══ EXTRAIT DE PAGE

Pascal Rambert nous raconte une histoire éternelle d'une grande humanité : deux êtres se sont aimés et se quittent. Le jeu des comédiens, Audrey Bonnet et Stanislas Nordey, époustouflants dans ces deux monologues à vif, est d'une intensité profonde.
Un couple clôture son amour en deux monologues qui vont au bout de leur pensée, deux longues phrases qui ne sauraient s’interrompre, manière de solder les vieux comptes et marquer dans une langue poussée à bloc le territoire des corps.
Sont-ils musiciens ? Danseurs peut-être ? On sait seulement qu’ils sont artistes. Stan et Audrey. Audrey et Stan. Pascal Rambert a donné à ses personnages les vrais prénoms des deux comédiens pour qui il a écrit ce texte cousu main. Pour créer le trouble, supprimer les filtres, les mettre à nu. Leur amour est fini, il faut conclure.
À tour de rôle, ils disent leur vérité, sans majuscule, sans ponctuation. La salle de répétition qui accueille leur huis clos devient chambre des tortures où les armes destructrices sont les mots. Telle une danse mentale, les mouvements invisibles de l’âme se débattent à l’intérieur des corps. Écrasée par le poids des paroles de Stan, Audrey doit rester droite, ne pas fléchir.
Mais chacun porte sa propre violence : celle, offensive et guerrière, de l’homme dont le cœur est devenu froid ; celle, calme et insidieuse, de la femme dont le pouvoir de destruction est ailleurs.
Joué plus de deux cents fois depuis sa création en 2011, Clôture de l’amour est un spectacle d’une intensité rare, où les mots transpercent les cœurs et cognent les tripes, disséquant sans ménagement le sentiment amoureux.
Musique d'Alain Bashung.

════
══ DONNÉES FOURNIES

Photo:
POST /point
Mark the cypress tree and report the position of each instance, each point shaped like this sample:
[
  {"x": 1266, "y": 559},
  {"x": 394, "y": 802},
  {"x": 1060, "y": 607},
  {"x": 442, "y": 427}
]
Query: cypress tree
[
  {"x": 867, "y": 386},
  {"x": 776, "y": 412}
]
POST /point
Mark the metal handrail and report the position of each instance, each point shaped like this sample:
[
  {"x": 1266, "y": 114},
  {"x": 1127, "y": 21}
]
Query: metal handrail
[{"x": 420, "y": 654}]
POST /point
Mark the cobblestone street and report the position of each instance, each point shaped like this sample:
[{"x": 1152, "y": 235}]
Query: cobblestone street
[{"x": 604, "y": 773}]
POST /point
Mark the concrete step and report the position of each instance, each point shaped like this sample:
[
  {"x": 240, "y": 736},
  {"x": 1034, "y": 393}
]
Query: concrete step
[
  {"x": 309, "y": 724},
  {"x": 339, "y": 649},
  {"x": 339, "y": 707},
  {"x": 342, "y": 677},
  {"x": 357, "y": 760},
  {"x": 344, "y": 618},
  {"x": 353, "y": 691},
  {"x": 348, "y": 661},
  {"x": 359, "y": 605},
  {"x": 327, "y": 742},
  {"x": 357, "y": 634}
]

════

** TÂCHES DEMANDÉES **
**A.** Réécrivez plus brièvement le paragraphe du texte sur Clôture de l'amour qui commence par « À tour de rôle », en conservant ses faits principaux.
**B.** Relevez chaque ligne des enregistrements qui contient le mot « cobblestone », en respectant la casse.
Le texte sur Clôture de l'amour et les enregistrements sont deux documents distincts.

** RÉSULTATS DANS L'ORDRE **
**A.** Tour à tour, ils disent leur vérité, sans majuscule ni ponctuation. La salle de répétition qui abrite leur huis clos devient une chambre des tortures où les mots servent d'armes, et les mouvements de l'âme se débattent dans les corps comme une danse mentale. Écrasée par les paroles de Stan, Audrey doit rester droite sans fléchir.

**B.**
Mark the cobblestone street and report the position of each instance, each point shaped like this sample:
Query: cobblestone street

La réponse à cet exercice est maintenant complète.